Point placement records
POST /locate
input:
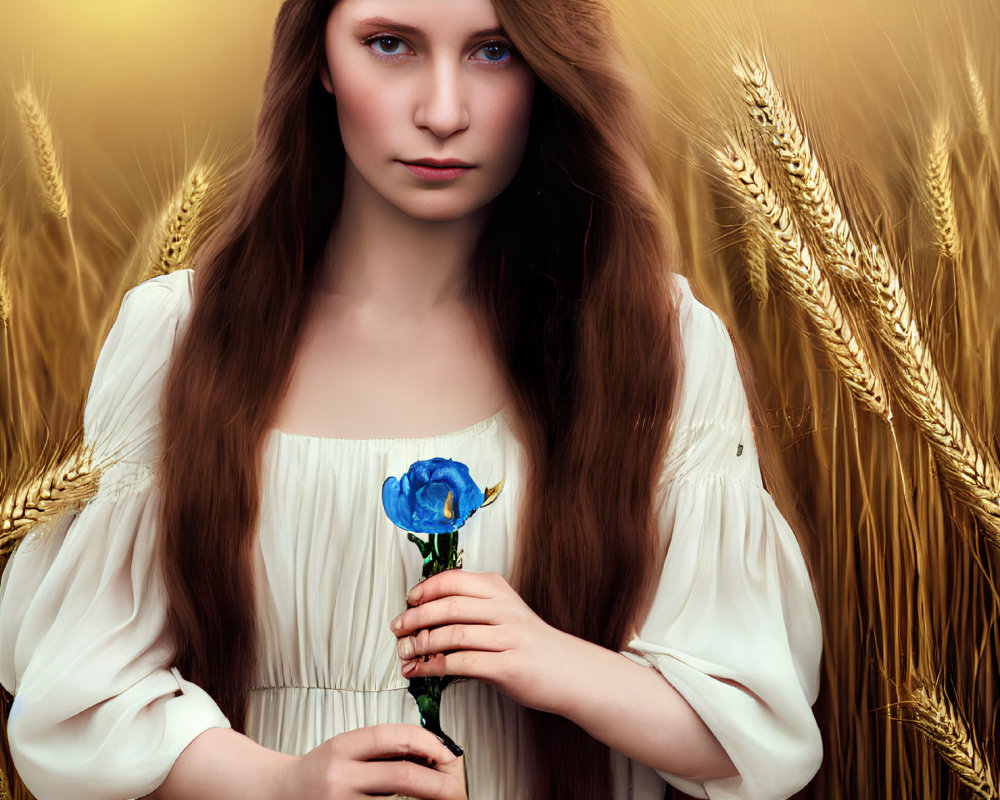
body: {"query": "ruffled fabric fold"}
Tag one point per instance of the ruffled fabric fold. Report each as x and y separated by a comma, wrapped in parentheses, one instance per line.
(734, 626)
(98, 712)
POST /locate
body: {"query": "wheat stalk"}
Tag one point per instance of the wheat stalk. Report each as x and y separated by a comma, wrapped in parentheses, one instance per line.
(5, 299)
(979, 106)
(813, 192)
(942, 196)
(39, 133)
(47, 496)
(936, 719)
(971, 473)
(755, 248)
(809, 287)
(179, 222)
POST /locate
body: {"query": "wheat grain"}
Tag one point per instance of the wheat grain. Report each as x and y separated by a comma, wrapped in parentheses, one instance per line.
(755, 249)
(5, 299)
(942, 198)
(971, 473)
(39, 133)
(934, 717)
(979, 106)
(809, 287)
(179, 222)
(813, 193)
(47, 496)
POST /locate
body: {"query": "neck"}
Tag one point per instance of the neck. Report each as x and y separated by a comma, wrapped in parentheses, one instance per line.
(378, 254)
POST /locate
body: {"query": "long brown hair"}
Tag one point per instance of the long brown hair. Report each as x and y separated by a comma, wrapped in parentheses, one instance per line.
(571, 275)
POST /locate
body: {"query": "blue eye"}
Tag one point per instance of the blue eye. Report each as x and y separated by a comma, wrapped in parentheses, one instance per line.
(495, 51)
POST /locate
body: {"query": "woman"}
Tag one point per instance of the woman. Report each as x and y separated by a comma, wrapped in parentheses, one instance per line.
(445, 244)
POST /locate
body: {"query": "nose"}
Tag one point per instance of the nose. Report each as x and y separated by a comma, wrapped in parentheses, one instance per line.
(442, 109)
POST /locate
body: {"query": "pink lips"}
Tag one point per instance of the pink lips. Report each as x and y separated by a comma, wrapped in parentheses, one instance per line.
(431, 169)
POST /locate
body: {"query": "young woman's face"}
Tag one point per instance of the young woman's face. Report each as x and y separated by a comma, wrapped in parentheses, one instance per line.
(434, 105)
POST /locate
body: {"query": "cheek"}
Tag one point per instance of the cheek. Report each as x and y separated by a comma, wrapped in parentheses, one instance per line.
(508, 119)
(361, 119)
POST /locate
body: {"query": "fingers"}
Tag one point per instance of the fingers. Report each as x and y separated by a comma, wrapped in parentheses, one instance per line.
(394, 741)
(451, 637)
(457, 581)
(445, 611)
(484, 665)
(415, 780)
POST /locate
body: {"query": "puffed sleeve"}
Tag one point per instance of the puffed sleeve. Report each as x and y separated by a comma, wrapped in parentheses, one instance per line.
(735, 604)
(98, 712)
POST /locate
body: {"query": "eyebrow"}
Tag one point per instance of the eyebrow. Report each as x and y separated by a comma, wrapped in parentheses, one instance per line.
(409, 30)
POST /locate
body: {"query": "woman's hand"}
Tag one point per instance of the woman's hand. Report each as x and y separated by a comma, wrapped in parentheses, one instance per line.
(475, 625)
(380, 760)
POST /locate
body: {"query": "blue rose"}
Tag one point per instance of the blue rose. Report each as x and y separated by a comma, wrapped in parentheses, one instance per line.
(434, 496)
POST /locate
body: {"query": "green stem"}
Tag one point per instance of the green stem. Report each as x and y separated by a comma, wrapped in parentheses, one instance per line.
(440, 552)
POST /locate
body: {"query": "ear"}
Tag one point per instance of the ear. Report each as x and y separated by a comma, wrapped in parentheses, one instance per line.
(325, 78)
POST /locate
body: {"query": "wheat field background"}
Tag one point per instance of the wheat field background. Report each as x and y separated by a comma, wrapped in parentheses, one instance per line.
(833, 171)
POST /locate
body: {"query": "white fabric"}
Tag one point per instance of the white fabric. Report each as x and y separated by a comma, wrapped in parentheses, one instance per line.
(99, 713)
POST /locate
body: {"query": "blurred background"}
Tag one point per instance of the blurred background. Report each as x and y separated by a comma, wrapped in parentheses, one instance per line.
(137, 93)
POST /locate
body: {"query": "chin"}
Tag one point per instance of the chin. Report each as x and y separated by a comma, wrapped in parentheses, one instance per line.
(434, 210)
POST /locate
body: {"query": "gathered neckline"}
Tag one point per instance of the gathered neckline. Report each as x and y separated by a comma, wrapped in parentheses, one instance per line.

Exercise
All records above are to be printed exactly, minus the pictures they contain.

Answer to this exercise
POST /locate
input:
body: {"query": "ruffled fabric fold"}
Tag one point per instance of the ruffled fabric fold. Report each as x and y separated by a comma, wrapped in parentheses, one instance per line.
(734, 626)
(98, 712)
POST /locate
body: {"query": "wheat stalk"}
Tag one point per instance of the wheat stalk. Report each as x and y separated by a comma, wrapped in parentheses, one instance per line.
(5, 299)
(979, 106)
(813, 192)
(942, 196)
(39, 133)
(47, 496)
(936, 719)
(971, 473)
(755, 248)
(809, 287)
(179, 222)
POST /locate
body: {"query": "wheat grain"}
Tag one point per instance of the wheat grain. Report each as x and y separated by a comma, wrapped in parentheses, one instance per line.
(755, 249)
(5, 299)
(942, 198)
(971, 473)
(39, 133)
(934, 717)
(979, 106)
(809, 287)
(179, 222)
(813, 193)
(47, 496)
POST /locate
body: {"query": "neck"}
Tag one point per instance of the neck. Report each as x and y separated by a comma, wrapped in parentheses, one instance per line.
(378, 254)
POST /locate
body: {"query": "long brown hair"}
Tag one point per instance of the long brown hair. Report each as x and y separated by a comma, wrapped in parentheses, one instance per line.
(571, 275)
POST /locate
body: {"query": "blue eye"}
Tag one point per instance of the blue eye. Report each as x and y separated by a comma, wrapped in parentheses, one instance per line.
(495, 51)
POST /locate
body: {"query": "woman"}
Tag one point per instance of the woman. Report each as x and y separated by a comma, wrapped in parentheses, one instance per line.
(445, 244)
POST /locate
body: {"query": "nose"}
Tag one point per instance of the nose. Report each as x and y separated by a comma, wrapped in parentheses, one instance per line.
(442, 109)
POST /locate
body: {"query": "pink lips"}
Tag one point per instance of the pink lips. Report each as x and y separated by a comma, wrapped in parentheses, one instance per line.
(431, 169)
POST /locate
body: {"query": "young woman's face"}
Tag one point per instance of the young woman's face. Report each as x and y separated by a comma, wrapped in parentheses, one instance per line.
(434, 105)
POST /locate
body: {"query": "cheek"}
Tag one point per instance of the cheek. Report each as x and y separated by a comma, wrapped in parentheses, one instance per line.
(508, 119)
(361, 119)
POST /locate
body: {"query": "fingers"}
Tag one point per instance of the fingers. Report each as x and y separated by a comma, wrapped in parentheses, one instance per line.
(394, 741)
(451, 637)
(457, 581)
(445, 611)
(484, 665)
(415, 780)
POST /locate
body: {"query": "puffed sleeve"}
Tag one point per instance of the puffed sleeve. Report each as x and y separated by a comma, wrapped in parentheses, one instance per line.
(735, 604)
(98, 712)
POST /locate
body: {"query": "eyebrow"}
Tag one point per instance of the eyebrow. Report each as x and y separated by a comma, wrapped in parentheses, one instance per line.
(409, 30)
POST /locate
body: {"query": "woman's hand"}
Tag one point per instance of the woman's hand. Report each as x and y separated by a comma, wrapped in parentheses, one instance per line.
(475, 625)
(380, 760)
POST /locate
body: {"query": "blue rose"}
Tag one point per instance of the blue rose. Report each as x and y separated by a comma, wrapped in parentheses, one instance per line.
(434, 496)
POST /locate
body: {"query": "green stem"}
Tag one point per instance of the green stem. Report each as x and y separated by a comma, wrapped in parentheses, one instance per line.
(440, 552)
POST /locate
body: {"query": "ear"}
Tag one point per instance of the ear. Report each as x and y separated by a comma, wrapped in parentheses, one instance per line.
(325, 78)
POST /locate
body: {"query": "wheat field background"}
Tag one point per instance of the wheat field background. Report each as x and y separated by a comma, wrapped in parentheses, one instance per line.
(833, 171)
POST /locate
body: {"query": "white fabric"}
Tag one point per instance of the white fabric. Report each as x and y separated by a comma, wrapped in parentheses, one instance per line.
(99, 713)
POST /locate
body: {"query": "blurred background"}
Tag one point per instance of the blurred background. Report each as x and y separated by a comma, wrapped in parentheses, one instance per line.
(137, 93)
POST /locate
body: {"query": "chin"}
Tag one point per instance of the chin. Report each as x and y separated by a comma, wrapped in parentheses, one instance per line.
(434, 210)
POST /locate
body: {"query": "gathered neckline"}
Tag one point per instance of the gathered neckline. Report each as x and y separated by a comma, wrapped in parentheses, one instance per line.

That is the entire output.